#### Textauszug
# Warum funktioniert das nicht?



## lefty (17. Okt 2009)

Hat sich erledigt


----------



## Gast2 (17. Okt 2009)

lefty hat gesagt.:


> Warum funktioniert das nicht?



weil die Fragestellung zu ungenau ist


----------



## L-ectron-X (17. Okt 2009)

> Haeufigkeit von 5 Zufallszahlen von 0 bis 9:
> ==================================================
> h(0) = 0
> h(1) = 1
> ...



Dein Code funktioniert bei mir.
Mein Aufruf war: [c]java zufall 5[/c]

Hast du eine Fehlermeldung? Oder was funktioniert nicht so, wie vorgesehen?


----------



## lefty (18. Okt 2009)

Hast du denn irgendwas geändert? bei mir kommt immer nur der else Befehl raus:
Aufruf: java zufall[zahl]

Ok, wenn ich die class Datei über cmd ausführe dann geht es auch bei mir aber mit eclipse schaffe ich es noch nicht.


----------



## eRaaaa (18. Okt 2009)

bei eclipse kannst du unter run -> "run configurations" unter arguments -> program arguments angeben (also args[0])


----------



## lefty (18. Okt 2009)

Ok, das das unter eclipse habe ich gefunden, heißt das dass ich es immer so laufen lassen muss oder kann ich die zahl z.B. 6 auch in das Programm gleich eintragen?
Ich komm nicht drauf wo ich die Zahl 6 eintragen  muss damit das Programm mir einfach immer die Häufigkeit von 6 brechnet.


----------



## eRaaaa (18. Okt 2009)

na, es gibt doch nur eine stelle im code wo args[0] vorkommt. 
dann noch die if-abfrage davor bedenken und ausbauen.


----------



## lefty (18. Okt 2009)

ok vielen dank


----------
########
#### Gespeicherte Daten
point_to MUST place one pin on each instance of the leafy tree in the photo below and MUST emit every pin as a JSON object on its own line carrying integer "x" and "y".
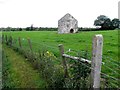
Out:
{"x": 102, "y": 21}
{"x": 115, "y": 23}
{"x": 106, "y": 22}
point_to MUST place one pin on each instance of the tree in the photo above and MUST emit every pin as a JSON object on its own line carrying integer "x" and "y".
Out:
{"x": 115, "y": 23}
{"x": 106, "y": 22}
{"x": 102, "y": 21}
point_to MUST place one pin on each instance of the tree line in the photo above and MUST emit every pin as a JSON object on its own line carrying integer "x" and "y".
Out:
{"x": 102, "y": 23}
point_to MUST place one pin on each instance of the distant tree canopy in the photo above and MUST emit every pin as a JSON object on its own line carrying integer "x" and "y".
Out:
{"x": 106, "y": 23}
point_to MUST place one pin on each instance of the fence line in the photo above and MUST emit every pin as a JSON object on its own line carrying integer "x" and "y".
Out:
{"x": 96, "y": 41}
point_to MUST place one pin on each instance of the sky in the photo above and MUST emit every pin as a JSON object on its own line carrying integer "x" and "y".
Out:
{"x": 46, "y": 13}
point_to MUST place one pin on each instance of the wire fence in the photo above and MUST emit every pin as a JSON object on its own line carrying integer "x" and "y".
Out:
{"x": 109, "y": 79}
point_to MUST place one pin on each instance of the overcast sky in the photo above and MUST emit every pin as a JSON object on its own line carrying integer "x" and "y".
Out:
{"x": 46, "y": 13}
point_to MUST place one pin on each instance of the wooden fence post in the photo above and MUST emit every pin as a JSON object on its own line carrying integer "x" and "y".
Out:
{"x": 19, "y": 40}
{"x": 96, "y": 61}
{"x": 29, "y": 42}
{"x": 61, "y": 48}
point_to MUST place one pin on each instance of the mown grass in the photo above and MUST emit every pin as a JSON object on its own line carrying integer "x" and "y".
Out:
{"x": 18, "y": 73}
{"x": 80, "y": 41}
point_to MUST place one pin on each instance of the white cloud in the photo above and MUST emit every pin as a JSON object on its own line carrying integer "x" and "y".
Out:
{"x": 23, "y": 13}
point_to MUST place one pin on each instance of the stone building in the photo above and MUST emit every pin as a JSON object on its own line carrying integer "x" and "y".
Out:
{"x": 67, "y": 24}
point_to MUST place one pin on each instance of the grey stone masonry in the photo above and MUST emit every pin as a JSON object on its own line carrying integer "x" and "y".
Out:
{"x": 67, "y": 24}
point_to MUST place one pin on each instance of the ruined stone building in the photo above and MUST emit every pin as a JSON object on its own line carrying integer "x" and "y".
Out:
{"x": 67, "y": 24}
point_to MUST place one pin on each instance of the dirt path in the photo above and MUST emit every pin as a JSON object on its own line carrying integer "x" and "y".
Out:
{"x": 21, "y": 72}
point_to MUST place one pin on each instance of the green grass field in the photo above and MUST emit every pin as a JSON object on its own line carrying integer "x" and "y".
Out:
{"x": 79, "y": 41}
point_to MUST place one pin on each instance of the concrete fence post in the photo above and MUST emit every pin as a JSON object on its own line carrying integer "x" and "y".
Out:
{"x": 97, "y": 46}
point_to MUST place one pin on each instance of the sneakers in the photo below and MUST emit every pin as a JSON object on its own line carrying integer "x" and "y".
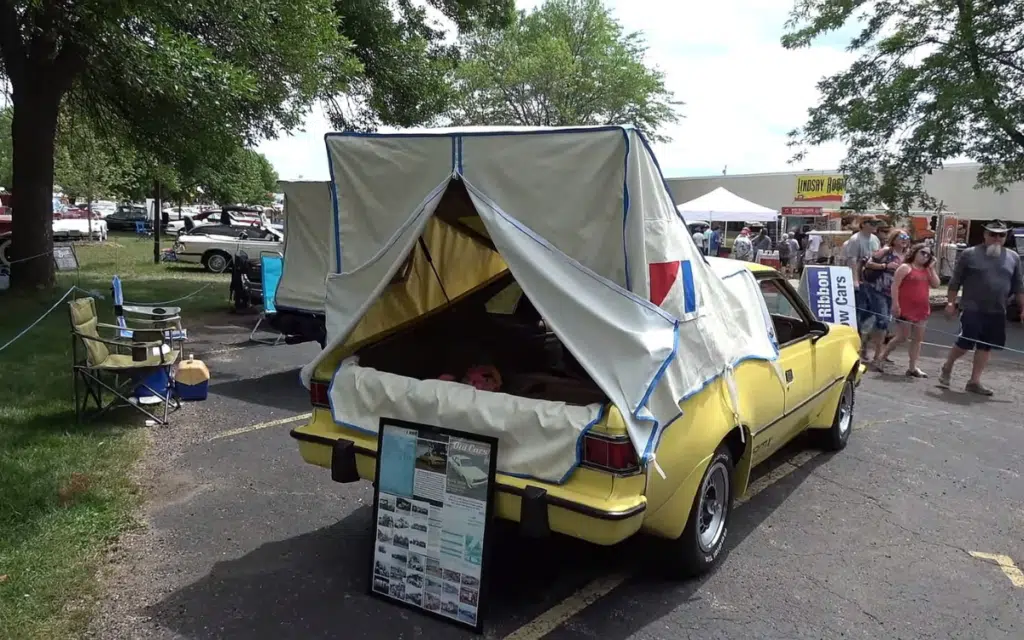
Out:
{"x": 977, "y": 387}
{"x": 944, "y": 378}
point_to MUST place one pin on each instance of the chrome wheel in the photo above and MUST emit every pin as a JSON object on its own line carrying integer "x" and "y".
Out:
{"x": 714, "y": 506}
{"x": 845, "y": 418}
{"x": 216, "y": 263}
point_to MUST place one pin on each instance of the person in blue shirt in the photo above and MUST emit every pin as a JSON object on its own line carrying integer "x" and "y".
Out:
{"x": 714, "y": 241}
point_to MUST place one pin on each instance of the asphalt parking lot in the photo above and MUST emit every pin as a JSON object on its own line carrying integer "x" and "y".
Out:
{"x": 913, "y": 531}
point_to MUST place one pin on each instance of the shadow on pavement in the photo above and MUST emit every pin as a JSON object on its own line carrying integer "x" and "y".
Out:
{"x": 649, "y": 596}
{"x": 280, "y": 390}
{"x": 314, "y": 585}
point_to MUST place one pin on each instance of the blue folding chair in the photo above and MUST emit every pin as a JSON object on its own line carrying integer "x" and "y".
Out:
{"x": 142, "y": 229}
{"x": 271, "y": 268}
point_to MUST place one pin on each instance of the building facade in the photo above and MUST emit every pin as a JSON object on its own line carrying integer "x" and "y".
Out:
{"x": 952, "y": 185}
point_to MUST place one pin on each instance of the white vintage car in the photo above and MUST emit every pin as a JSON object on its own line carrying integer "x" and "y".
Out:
{"x": 214, "y": 246}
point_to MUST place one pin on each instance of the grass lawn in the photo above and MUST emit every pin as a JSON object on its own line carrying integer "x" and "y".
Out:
{"x": 66, "y": 489}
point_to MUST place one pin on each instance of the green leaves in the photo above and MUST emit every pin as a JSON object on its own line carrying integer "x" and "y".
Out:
{"x": 566, "y": 62}
{"x": 936, "y": 80}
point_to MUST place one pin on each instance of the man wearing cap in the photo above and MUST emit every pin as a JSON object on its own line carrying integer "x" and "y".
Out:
{"x": 858, "y": 252}
{"x": 988, "y": 273}
{"x": 742, "y": 249}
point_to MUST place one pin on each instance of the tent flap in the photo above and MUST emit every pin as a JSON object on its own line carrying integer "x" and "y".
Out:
{"x": 586, "y": 225}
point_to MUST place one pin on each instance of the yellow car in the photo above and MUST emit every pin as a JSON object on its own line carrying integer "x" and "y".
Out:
{"x": 608, "y": 498}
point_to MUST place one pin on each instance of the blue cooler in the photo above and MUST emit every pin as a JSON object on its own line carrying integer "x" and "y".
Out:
{"x": 193, "y": 380}
{"x": 159, "y": 380}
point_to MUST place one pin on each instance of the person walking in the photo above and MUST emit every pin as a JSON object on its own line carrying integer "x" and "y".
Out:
{"x": 813, "y": 249}
{"x": 877, "y": 282}
{"x": 911, "y": 305}
{"x": 699, "y": 240}
{"x": 762, "y": 243}
{"x": 714, "y": 241}
{"x": 783, "y": 255}
{"x": 742, "y": 249}
{"x": 989, "y": 273}
{"x": 857, "y": 251}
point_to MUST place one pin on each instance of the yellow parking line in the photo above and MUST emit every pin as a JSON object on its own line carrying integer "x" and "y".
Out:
{"x": 553, "y": 617}
{"x": 1004, "y": 562}
{"x": 257, "y": 427}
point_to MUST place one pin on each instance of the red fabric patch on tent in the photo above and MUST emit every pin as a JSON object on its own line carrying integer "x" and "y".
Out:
{"x": 663, "y": 276}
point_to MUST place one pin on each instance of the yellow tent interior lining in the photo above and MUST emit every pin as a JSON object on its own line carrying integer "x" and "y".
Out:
{"x": 463, "y": 257}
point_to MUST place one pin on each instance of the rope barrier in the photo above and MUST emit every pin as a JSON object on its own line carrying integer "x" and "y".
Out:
{"x": 39, "y": 255}
{"x": 38, "y": 320}
{"x": 167, "y": 302}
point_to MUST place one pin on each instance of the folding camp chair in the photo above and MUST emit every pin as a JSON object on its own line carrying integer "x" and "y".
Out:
{"x": 167, "y": 318}
{"x": 271, "y": 267}
{"x": 117, "y": 366}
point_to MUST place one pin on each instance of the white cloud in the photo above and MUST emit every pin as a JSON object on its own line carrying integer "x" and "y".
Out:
{"x": 742, "y": 91}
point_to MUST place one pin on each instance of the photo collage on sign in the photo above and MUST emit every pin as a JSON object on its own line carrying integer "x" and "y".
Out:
{"x": 430, "y": 520}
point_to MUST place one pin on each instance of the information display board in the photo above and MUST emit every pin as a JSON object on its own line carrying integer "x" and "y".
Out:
{"x": 432, "y": 508}
{"x": 828, "y": 292}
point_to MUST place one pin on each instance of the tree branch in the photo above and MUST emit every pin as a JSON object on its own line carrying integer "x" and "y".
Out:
{"x": 982, "y": 79}
{"x": 11, "y": 46}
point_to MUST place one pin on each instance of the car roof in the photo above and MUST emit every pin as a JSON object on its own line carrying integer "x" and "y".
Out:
{"x": 754, "y": 267}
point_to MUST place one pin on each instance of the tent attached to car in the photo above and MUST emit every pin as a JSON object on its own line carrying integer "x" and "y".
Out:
{"x": 582, "y": 218}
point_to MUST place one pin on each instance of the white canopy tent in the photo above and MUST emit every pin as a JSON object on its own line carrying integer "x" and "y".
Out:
{"x": 587, "y": 226}
{"x": 724, "y": 206}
########
**Aufgabenstellung:**
a. Nenne alle Benutzernamen, unter denen im Forenthread Beiträge erschienen sind, und führe jeden Namen nur einmal auf.
b. Gib nur an, wie viele Zeilen die Zeichenfolge „folding“ enthalten, wobei Groß- und Kleinschreibung zählt.
Die Zeilen stehen in keinem Zusammenhang mit dem Forenthread.

**Antworten je Aufgabe:**
a. lefty, Gast2, L-ectron-X, eRaaaa

b. 2